LISTED RECORDS:
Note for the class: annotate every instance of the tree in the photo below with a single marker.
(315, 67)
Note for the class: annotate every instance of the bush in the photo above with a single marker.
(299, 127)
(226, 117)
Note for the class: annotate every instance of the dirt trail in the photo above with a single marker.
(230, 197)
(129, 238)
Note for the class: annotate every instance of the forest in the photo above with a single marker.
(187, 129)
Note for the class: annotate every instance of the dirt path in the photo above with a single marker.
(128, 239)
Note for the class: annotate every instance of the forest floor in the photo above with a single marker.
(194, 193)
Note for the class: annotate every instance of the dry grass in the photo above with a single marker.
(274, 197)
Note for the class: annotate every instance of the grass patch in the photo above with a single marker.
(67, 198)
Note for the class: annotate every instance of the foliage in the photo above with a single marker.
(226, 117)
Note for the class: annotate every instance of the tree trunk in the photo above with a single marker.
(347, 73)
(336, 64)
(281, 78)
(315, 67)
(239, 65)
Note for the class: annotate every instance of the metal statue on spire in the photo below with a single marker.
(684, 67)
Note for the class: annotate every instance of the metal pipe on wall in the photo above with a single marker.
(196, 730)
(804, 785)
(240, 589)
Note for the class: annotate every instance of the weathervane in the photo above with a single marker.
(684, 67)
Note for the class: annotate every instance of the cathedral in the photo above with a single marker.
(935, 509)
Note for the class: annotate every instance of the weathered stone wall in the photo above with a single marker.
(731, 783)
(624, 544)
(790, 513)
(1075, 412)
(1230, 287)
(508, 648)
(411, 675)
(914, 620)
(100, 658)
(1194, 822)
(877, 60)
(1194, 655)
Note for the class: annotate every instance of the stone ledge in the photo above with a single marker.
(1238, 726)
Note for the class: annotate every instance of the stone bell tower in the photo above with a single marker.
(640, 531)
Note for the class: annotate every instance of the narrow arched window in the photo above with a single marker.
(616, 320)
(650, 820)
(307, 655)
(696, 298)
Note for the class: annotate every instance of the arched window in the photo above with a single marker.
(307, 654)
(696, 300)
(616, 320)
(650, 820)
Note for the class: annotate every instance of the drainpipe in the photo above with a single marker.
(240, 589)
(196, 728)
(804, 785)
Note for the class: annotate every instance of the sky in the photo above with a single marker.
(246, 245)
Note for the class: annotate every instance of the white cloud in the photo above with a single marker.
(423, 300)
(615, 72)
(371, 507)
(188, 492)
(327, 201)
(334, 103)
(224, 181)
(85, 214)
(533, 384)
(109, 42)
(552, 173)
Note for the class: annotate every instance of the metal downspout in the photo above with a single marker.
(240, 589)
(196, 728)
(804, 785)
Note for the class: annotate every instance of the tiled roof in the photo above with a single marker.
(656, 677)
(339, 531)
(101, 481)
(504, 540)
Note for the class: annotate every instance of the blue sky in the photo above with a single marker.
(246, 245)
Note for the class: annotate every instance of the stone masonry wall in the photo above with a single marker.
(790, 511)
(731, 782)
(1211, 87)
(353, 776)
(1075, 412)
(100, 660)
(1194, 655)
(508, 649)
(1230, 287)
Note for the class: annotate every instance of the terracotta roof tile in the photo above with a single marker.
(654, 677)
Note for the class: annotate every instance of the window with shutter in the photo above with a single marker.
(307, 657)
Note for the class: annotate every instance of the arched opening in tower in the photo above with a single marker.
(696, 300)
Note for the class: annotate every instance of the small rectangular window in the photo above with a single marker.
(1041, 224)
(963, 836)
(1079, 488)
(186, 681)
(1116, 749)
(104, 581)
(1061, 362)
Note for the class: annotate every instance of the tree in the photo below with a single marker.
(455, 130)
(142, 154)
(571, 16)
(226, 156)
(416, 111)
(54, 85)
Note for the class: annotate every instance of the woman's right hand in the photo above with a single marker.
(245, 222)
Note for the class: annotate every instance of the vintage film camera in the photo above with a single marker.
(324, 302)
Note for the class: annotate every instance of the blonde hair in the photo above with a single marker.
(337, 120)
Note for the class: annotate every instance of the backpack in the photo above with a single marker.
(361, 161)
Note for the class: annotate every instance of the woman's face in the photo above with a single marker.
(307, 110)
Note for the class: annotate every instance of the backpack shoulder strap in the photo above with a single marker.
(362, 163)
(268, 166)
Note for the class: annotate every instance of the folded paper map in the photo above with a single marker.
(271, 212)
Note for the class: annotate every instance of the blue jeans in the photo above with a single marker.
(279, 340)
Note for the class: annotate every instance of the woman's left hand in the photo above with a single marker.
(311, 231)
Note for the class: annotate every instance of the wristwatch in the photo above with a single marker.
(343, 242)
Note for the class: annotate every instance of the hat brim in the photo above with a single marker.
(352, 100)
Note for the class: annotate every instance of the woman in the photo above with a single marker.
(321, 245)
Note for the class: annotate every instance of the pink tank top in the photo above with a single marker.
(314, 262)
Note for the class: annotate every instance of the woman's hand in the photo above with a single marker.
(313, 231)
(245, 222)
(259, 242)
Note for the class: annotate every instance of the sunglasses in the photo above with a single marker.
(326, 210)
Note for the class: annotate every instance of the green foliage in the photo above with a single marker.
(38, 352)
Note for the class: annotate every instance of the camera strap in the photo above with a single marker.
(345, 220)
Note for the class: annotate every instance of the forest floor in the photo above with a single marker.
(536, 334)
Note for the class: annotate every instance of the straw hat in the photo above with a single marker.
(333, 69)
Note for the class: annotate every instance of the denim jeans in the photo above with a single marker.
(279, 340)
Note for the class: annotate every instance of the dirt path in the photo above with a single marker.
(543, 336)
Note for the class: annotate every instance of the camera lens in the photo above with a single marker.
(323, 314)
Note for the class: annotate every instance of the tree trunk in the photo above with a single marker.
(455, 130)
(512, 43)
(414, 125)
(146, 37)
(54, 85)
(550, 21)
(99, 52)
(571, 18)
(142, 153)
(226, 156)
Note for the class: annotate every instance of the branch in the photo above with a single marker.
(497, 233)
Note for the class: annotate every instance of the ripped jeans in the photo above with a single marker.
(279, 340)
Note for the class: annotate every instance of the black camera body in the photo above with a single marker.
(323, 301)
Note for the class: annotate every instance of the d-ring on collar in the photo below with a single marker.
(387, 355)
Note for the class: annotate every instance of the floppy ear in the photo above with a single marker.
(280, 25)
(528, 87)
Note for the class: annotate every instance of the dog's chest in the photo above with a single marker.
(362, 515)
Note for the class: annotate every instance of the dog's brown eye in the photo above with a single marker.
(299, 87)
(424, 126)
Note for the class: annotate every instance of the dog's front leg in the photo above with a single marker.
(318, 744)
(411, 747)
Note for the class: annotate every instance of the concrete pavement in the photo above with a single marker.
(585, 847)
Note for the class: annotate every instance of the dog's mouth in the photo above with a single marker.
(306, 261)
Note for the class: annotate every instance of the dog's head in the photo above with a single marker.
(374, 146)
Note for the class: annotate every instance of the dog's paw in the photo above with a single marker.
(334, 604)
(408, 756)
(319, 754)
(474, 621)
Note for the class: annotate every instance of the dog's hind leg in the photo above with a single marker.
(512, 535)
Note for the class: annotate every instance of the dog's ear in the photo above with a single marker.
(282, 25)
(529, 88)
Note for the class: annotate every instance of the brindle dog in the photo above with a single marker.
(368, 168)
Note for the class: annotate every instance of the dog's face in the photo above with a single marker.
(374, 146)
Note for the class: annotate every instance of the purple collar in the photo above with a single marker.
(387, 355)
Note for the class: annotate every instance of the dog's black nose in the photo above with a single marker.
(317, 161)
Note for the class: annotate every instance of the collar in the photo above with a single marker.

PROBLEM STATEMENT:
Repeat all the entries exactly as given.

TASK OUTPUT:
Note for the class: annotate every instance of the tree in the photo below with a single marker.
(315, 67)
Note for the class: annotate every instance of the bush in the photo above with a single marker.
(299, 127)
(226, 117)
Note for the class: annotate every instance of the dirt trail in the photo above with a single marker.
(230, 197)
(129, 238)
Note for the class: annotate every instance of the forest in the photo above with a single marker.
(187, 129)
Note for the class: annotate every instance of the dirt path in the photo above with a single marker.
(128, 239)
Note for the class: annotate every instance of the forest floor in the photo above with a single marker.
(194, 193)
Note for the class: annotate every instance of the dry grass in the photo above with a single marker.
(274, 197)
Note for the class: annotate every instance of the grass patch in the photo above with a single marker.
(67, 198)
Note for the class: annotate every instance of the foliage in the photo above with a single marker.
(226, 117)
Note for the class: annotate every instance of the tree trunk in the photo above with a single marker.
(347, 73)
(336, 64)
(281, 78)
(315, 67)
(239, 65)
Note for the class: annotate every instance of the metal statue on spire in the photo below with a single marker.
(684, 67)
Note for the class: annotate every instance of the metal pipe on wall in the photo above with a single marker.
(196, 730)
(804, 785)
(240, 589)
Note for the class: annotate every instance of the weathervane in the photo above with a single marker.
(684, 67)
Note for the class: annotate every instance of the cathedral in the photo above with a single marker.
(935, 509)
Note for the class: annotate every instance of the weathered stone wall in the photo above with a single marker.
(731, 783)
(624, 544)
(790, 513)
(1075, 412)
(1230, 287)
(508, 648)
(411, 675)
(914, 620)
(100, 658)
(1194, 822)
(877, 60)
(1194, 655)
Note for the class: annotate every instance of the stone ledge in the photo above with a single marker.
(1238, 726)
Note for the class: annotate every instance of the stone bell tower in the photo above with a single marker.
(640, 531)
Note for the class: annotate every instance of the narrow arched window in the photo above with a single marker.
(616, 320)
(650, 820)
(307, 655)
(696, 298)
Note for the class: annotate every instance of the arched window in the photo above with a single marker.
(307, 654)
(696, 300)
(616, 320)
(650, 820)
Note for the class: annotate every instance of the drainpipe in the photo above with a single marker.
(240, 589)
(196, 728)
(804, 785)
Note for the class: annotate every instance of the sky in the photo above with a single marker.
(246, 245)
Note for the class: annotate every instance of the white cloud in the photo above with a single marker.
(423, 300)
(615, 72)
(371, 507)
(188, 492)
(327, 201)
(334, 103)
(224, 181)
(85, 214)
(533, 384)
(109, 42)
(552, 173)
Note for the class: annotate every instance of the metal downspout in the photo above with a single marker.
(240, 589)
(196, 728)
(804, 785)
Note for the class: annotate every instance of the tiled roof in the photo above with a single marker.
(656, 677)
(339, 531)
(101, 481)
(504, 540)
Note for the class: annotate every instance of the blue sky in the photo above with a single marker.
(246, 245)
Note for the class: annotate every instance of the stone masonry wall in the photo above with a single marker.
(790, 511)
(731, 782)
(1211, 87)
(353, 776)
(1075, 412)
(100, 660)
(1194, 655)
(508, 649)
(1230, 287)
Note for the class: annotate every instance of the terracotta roof tile in the photo above with a single marker.
(654, 677)
Note for the class: annotate every instance of the window with shutter in the photo above with a single marker.
(307, 657)
Note for the class: annotate every instance of the arched opening in tower in the photo above with a single marker.
(696, 300)
Note for the class: annotate every instance of the small rectangular window in the photo above with a single marker.
(1041, 224)
(963, 836)
(1079, 488)
(186, 681)
(1116, 749)
(104, 581)
(1061, 362)
Note for the class: annotate every instance of the tree in the photo below with a single marker.
(455, 130)
(142, 154)
(571, 16)
(226, 156)
(416, 111)
(54, 85)
Note for the class: annotate every instance of the woman's right hand in the photo above with a single marker.
(245, 222)
Note for the class: annotate every instance of the vintage film camera in the photo above with a single marker.
(324, 302)
Note for the class: annotate every instance of the blonde hair in the photo above with a single marker.
(337, 120)
Note for the class: annotate every instance of the backpack in the photo above with a single marker.
(361, 161)
Note for the class: annotate every instance of the woman's face in the photo above with a single marker.
(307, 110)
Note for the class: annotate every instance of the backpack shoulder strap in the photo above with a single marker.
(362, 163)
(268, 166)
Note for the class: annotate every instance of the folded paper map in the photo above with a single marker.
(271, 212)
Note for the class: annotate every instance of the blue jeans in the photo above with a single marker.
(279, 340)
Note for the class: annotate every instance of the woman's left hand in the photo above with a single marker.
(311, 231)
Note for the class: annotate every instance of the wristwatch in the photo above with a single marker.
(343, 242)
Note for the class: annotate every instance of the hat brim in the photo above with a single marker.
(352, 100)
Note for the class: annotate every instance of the woman in the photo above with a single marker.
(321, 245)
Note for the class: annotate every instance of the pink tank top in the photo above with a single marker.
(314, 262)
Note for the class: annotate every instance of the woman's hand in the photo above with a single marker.
(313, 231)
(245, 222)
(259, 242)
Note for the class: annotate every instance of the sunglasses in the photo above with a single marker.
(326, 210)
Note for the class: annotate every instance of the green foliage in the photo above with a single marker.
(38, 352)
Note for the class: annotate every instance of the camera strap in the photo above with a single marker.
(345, 220)
Note for the class: annotate every instance of the forest floor in the photo above with a single marker.
(536, 334)
Note for the class: annotate every instance of the straw hat in the photo above with a single marker.
(333, 69)
Note for the class: annotate every instance of the denim jeans in the photo above with a single marker.
(279, 340)
Note for the class: annotate every instance of the dirt path in the photo above with a single marker.
(543, 336)
Note for the class: annotate every instance of the camera lens in the photo above with a single marker.
(323, 314)
Note for the class: annotate every instance of the tree trunk in the photo above with a single marker.
(455, 130)
(512, 43)
(414, 125)
(146, 37)
(54, 85)
(550, 21)
(99, 52)
(571, 18)
(142, 153)
(226, 156)
Note for the class: annotate every instance of the branch in the photo above with a single marker.
(497, 233)
Note for the class: annotate every instance of the ripped jeans in the photo above with a single marker.
(279, 340)
Note for the class: annotate every instance of the black camera body in the photo above with a single marker.
(323, 301)
Note for the class: annotate every instance of the d-ring on collar in the photo below with a single marker.
(387, 355)
Note for the class: annotate every instance of the floppy ear in the photo above with a single marker.
(280, 25)
(528, 87)
Note for the class: annotate every instance of the dog's chest in the photo above with a single marker.
(362, 515)
Note for the class: annotate every instance of the dog's brown eye in the photo above with a single marker.
(299, 87)
(424, 126)
Note for the class: annotate every instance of the dog's front leg in the photo above with a single marker.
(318, 744)
(411, 747)
Note for the class: annotate every instance of the concrete pavement in the photo above with a single marker.
(585, 847)
Note for the class: annotate every instance of the dog's mouth in the photo above with a single marker.
(306, 261)
Note for the class: annotate every instance of the dog's head in the photo above with a single marker.
(374, 146)
Note for the class: annotate every instance of the dog's paw in the photo above with a single marker.
(334, 604)
(408, 756)
(319, 754)
(474, 621)
Note for the class: annotate every instance of the dog's hind leg in the photo above with a single marker.
(512, 535)
Note for the class: annotate every instance of the dog's ear in the photo above with a single marker.
(282, 25)
(529, 88)
Note for the class: annotate every instance of the brindle dog in the photo above with a single marker.
(368, 168)
Note for the class: annotate every instance of the dog's face in the photo above with a single marker.
(374, 146)
Note for the class: annotate every instance of the purple collar in the photo above with a single marker.
(387, 355)
Note for the class: annotate every instance of the dog's black nose in the photo above with a single marker.
(317, 161)
Note for the class: annotate every instance of the collar in the photo above with a single marker.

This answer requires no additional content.